Hal and Deb, your camel is beautiful! It is my dream to own a few eventually as pasture ornaments anf pets, I would love to hear more about yours and their care in general if you could give it





Dan.


----------



## chandab (Dec 10, 2011)

Ok, let's see

There is Brie [HangingTree X Blue Heeler (HangingTree= Catahoula X Kelpie X Border Collie)]:




Trip (short for Tripod, she's missing a foot), she's my kitty:




Bob and Blue (siamese):




4 of the saddle horses (I still own two of them):


----------



## NickelsChram (Dec 11, 2011)

this is my old guy bo. he is 26 and still loves to go riding.




this is my new guy that im so excited about. hes a yearling and im going to train him myself.




paige is my 3 year old boxer.




chevy my 9 year old boxer




hannah the crazy hound dog.




and macky the cat.

- **Exercise objective**
Please edit the pets thread, everything from "## NickelsChram (Dec" down to "train him myself.", changing "yearling" to "two-year-old", and write out the revised passage.

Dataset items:
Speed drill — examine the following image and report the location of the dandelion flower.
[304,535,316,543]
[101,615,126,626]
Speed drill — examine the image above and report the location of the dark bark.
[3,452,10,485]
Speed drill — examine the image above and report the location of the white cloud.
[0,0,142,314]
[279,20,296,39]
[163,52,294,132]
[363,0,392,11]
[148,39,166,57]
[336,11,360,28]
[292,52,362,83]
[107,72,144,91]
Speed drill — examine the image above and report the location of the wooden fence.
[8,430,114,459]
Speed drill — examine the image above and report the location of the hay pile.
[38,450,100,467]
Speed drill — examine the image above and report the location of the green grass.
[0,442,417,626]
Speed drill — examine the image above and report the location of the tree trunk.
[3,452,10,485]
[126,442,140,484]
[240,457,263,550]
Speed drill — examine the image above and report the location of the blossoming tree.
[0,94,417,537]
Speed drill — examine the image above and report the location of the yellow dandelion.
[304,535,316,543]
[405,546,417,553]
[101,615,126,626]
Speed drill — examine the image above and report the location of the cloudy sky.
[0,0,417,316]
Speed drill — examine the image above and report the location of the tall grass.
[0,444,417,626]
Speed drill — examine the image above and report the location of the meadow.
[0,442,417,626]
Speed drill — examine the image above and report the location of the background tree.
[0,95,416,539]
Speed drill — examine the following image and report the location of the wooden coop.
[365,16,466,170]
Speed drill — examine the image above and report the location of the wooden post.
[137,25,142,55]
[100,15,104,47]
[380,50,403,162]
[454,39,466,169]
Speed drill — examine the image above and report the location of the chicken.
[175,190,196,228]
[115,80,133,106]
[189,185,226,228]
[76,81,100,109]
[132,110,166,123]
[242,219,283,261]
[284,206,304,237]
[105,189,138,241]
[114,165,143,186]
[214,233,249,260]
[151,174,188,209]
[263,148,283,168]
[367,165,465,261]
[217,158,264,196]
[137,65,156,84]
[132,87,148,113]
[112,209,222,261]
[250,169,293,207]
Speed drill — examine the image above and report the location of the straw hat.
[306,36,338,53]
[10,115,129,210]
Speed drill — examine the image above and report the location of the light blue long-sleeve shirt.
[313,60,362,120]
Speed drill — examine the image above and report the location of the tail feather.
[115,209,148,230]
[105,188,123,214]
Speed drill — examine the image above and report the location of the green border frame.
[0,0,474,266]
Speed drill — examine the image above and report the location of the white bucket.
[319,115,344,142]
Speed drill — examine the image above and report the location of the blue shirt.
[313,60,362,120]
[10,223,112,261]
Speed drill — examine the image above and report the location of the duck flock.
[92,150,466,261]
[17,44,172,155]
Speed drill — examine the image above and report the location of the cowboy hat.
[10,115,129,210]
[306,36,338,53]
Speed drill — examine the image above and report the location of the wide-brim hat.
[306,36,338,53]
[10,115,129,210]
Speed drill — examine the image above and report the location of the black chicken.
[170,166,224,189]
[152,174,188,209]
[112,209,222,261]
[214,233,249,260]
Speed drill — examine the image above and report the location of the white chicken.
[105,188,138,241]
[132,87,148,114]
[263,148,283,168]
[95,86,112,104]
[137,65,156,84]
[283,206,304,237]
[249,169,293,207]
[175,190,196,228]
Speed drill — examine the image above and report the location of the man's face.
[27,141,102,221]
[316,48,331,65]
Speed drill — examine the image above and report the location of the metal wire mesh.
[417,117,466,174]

- **Result of this task**
## NickelsChram (Dec 11, 2011)

this is my old guy bo. he is 26 and still loves to go riding.




this is my new guy that im so excited about. hes a two-year-old and im going to train him myself.